PROBLEM REQUIREMENTS:
Where does "hoof" appear in the data? Return each line that holds it.

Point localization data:
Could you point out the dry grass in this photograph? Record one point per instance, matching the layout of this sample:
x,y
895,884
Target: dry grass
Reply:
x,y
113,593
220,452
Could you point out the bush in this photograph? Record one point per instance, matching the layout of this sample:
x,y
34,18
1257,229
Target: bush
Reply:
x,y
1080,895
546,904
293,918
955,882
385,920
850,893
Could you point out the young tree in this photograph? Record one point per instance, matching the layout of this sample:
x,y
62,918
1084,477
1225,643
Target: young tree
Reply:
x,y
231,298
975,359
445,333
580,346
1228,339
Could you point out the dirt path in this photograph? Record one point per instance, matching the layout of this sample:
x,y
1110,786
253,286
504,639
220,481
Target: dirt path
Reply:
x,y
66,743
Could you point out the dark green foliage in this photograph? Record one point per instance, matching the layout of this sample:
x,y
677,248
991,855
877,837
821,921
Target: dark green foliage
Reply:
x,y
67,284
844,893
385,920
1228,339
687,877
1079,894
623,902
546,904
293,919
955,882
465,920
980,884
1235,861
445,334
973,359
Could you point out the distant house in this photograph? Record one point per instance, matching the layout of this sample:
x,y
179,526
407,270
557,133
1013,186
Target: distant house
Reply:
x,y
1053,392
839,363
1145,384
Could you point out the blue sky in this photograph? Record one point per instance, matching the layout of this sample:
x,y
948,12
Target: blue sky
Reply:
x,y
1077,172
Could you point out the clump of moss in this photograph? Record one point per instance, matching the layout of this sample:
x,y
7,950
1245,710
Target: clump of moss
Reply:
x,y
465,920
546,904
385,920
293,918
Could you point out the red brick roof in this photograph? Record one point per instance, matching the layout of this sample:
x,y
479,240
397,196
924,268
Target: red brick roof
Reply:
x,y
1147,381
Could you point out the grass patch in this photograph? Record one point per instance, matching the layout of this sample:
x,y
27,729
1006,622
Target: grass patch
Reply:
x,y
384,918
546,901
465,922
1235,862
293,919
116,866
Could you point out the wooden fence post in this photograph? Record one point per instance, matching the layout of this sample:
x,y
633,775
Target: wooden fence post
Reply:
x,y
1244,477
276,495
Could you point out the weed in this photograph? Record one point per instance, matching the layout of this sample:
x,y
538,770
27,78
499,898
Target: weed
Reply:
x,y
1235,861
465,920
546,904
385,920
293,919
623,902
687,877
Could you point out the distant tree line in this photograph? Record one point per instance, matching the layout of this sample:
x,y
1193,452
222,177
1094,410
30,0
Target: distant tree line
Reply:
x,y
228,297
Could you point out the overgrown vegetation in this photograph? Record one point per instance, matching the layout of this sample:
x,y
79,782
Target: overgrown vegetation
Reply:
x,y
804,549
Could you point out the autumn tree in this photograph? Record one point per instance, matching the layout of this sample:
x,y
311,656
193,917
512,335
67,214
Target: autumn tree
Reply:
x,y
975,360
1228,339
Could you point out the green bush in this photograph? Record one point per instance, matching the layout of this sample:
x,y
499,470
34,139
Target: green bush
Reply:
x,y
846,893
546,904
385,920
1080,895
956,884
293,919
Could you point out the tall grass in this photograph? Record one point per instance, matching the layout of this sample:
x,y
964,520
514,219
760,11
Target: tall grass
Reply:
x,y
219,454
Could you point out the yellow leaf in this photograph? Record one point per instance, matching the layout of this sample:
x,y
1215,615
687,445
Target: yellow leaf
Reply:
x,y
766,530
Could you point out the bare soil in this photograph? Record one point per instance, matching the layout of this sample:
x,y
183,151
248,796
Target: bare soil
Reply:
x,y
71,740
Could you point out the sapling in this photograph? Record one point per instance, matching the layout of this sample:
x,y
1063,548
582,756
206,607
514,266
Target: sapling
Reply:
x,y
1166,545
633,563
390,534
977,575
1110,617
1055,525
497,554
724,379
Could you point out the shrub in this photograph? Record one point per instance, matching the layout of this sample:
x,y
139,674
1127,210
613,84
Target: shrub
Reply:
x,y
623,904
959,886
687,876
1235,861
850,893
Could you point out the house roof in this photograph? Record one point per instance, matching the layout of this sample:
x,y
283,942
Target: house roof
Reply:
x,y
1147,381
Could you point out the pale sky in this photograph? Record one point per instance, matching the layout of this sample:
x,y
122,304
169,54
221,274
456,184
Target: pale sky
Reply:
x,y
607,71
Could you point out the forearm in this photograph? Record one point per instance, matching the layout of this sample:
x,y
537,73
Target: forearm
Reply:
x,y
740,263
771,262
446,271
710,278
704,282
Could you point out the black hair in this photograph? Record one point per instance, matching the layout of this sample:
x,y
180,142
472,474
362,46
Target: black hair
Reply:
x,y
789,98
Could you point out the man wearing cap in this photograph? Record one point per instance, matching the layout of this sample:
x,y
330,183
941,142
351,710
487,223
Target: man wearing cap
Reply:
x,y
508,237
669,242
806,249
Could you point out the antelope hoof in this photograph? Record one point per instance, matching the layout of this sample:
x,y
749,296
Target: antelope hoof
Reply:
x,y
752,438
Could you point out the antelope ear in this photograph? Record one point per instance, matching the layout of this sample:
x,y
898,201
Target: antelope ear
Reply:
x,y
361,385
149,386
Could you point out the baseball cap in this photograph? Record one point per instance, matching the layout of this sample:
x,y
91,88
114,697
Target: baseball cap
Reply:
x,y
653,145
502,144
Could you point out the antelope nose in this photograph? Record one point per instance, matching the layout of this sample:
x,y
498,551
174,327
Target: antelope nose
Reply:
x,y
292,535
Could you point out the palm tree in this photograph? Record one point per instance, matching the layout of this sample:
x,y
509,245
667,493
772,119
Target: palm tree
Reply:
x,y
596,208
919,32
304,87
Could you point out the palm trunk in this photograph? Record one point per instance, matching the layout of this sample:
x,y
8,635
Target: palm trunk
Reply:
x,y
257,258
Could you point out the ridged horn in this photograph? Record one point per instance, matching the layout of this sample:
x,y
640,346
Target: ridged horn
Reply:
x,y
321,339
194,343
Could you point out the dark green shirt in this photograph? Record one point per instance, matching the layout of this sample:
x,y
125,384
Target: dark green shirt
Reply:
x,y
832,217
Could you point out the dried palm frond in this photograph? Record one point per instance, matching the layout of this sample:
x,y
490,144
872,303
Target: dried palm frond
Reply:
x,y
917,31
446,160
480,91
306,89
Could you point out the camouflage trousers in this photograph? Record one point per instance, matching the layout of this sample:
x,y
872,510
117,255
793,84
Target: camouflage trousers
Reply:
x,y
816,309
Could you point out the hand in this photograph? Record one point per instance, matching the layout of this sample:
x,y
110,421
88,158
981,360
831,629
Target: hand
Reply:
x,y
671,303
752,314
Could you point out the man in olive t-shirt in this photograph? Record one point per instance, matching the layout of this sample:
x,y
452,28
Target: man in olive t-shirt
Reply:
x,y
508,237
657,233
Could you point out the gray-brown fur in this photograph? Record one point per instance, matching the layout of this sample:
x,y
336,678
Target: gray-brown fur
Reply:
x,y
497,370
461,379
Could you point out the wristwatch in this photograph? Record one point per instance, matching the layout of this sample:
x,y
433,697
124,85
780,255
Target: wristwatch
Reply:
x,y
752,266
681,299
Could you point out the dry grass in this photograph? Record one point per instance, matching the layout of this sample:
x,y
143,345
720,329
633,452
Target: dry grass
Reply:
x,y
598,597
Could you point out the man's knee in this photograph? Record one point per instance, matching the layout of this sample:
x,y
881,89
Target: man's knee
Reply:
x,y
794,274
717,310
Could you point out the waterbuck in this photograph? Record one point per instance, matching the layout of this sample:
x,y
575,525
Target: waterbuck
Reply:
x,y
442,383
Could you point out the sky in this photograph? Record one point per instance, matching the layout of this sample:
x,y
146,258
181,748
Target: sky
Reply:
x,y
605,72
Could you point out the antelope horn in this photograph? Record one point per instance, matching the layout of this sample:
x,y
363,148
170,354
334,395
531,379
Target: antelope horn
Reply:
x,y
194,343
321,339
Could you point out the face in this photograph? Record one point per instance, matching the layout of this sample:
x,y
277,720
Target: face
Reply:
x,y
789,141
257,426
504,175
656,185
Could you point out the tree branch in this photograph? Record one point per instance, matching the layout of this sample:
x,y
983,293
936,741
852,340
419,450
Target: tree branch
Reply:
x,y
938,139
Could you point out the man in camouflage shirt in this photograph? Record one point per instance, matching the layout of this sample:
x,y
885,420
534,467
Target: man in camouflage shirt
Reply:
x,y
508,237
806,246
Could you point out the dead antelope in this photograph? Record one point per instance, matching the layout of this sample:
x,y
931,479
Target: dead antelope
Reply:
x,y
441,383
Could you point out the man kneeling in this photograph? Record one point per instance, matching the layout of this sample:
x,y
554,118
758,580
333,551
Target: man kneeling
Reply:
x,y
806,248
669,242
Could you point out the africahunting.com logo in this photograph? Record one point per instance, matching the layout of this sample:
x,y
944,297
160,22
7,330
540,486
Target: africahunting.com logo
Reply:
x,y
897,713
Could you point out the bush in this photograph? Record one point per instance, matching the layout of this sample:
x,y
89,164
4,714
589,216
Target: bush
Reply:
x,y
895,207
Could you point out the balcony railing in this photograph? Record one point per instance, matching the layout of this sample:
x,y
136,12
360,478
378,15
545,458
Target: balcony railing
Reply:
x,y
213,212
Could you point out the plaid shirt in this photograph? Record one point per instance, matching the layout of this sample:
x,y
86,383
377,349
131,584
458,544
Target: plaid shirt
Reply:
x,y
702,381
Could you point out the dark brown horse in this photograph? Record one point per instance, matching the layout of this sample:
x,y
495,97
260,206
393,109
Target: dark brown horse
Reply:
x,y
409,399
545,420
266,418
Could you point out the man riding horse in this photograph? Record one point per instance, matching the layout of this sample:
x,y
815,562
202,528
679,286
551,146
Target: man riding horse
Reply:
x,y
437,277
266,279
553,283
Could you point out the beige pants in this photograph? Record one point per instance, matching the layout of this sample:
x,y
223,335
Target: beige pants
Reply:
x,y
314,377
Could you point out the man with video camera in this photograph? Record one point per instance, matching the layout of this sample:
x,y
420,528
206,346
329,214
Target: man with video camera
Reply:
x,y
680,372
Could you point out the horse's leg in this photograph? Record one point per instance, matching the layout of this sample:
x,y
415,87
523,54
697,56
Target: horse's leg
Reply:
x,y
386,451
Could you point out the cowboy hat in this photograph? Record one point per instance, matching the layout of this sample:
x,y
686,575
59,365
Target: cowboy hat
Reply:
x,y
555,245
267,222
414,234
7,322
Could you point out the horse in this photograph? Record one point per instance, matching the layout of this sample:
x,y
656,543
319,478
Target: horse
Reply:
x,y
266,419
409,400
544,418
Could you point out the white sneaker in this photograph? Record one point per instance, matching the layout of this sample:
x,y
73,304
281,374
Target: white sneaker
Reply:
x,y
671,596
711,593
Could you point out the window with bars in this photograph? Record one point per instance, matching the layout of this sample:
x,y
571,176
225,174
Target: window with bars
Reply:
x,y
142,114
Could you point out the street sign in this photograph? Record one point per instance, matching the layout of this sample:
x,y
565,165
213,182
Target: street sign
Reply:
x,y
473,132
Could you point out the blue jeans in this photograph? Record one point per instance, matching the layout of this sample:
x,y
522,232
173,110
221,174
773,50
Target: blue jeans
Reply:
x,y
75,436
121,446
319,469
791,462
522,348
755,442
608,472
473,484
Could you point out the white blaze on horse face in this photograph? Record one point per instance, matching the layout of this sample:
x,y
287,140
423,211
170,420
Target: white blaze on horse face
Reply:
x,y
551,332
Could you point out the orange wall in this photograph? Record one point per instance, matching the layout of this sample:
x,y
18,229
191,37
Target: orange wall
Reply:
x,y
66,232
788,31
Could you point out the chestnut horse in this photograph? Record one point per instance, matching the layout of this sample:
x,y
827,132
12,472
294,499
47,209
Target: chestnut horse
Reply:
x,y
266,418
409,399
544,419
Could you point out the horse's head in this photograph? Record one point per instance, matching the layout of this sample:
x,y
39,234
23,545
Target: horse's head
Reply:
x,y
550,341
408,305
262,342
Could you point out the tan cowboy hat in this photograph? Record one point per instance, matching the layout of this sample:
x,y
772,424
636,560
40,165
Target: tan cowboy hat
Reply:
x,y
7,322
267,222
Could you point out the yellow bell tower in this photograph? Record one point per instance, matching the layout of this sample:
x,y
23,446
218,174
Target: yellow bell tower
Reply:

RESULT:
Could you point out the antelope hoof in this photograph? Record one point per instance, matching the layout of this sample:
Target: antelope hoof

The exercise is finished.